▸ Exercise instructions:
From the records below, pull out every line that contains the string "sign". Matches must be case-sensitive.
--------------------
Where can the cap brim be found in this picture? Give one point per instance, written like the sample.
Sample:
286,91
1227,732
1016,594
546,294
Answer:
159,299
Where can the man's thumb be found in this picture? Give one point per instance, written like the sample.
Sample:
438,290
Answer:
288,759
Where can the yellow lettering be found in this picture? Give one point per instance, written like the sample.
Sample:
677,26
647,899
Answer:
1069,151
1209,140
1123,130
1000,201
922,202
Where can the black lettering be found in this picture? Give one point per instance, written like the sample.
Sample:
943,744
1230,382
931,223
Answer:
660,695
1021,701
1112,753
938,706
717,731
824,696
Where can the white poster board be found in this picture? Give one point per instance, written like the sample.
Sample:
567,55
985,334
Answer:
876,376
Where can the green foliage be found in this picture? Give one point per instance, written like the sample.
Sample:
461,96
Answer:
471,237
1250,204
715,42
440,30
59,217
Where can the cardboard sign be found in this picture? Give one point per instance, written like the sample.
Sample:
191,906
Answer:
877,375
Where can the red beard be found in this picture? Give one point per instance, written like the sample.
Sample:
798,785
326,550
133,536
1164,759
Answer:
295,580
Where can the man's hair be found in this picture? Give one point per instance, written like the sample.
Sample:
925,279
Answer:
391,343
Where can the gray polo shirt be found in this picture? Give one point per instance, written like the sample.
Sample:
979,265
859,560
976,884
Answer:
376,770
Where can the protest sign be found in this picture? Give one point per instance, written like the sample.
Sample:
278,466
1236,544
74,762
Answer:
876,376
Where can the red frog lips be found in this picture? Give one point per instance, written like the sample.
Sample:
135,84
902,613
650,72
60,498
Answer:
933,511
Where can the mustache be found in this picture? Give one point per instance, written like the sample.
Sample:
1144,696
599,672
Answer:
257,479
--------------------
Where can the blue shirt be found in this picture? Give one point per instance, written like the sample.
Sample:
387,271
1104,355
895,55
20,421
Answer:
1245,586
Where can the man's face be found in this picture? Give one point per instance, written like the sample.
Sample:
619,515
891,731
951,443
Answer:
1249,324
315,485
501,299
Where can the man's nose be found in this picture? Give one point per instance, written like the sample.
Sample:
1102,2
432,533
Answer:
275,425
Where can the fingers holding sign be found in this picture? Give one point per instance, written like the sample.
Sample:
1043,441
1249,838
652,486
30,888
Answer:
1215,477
--------------------
▸ Final result:
Where can the cardboard sign be found in this picture? Give one point per instance, written like the sample.
Where can the protest sign be found in this picture? Give one point per instance, written like the sample.
Where can the fingers holding sign be found in this picture? Give one point per instance, written like the sample.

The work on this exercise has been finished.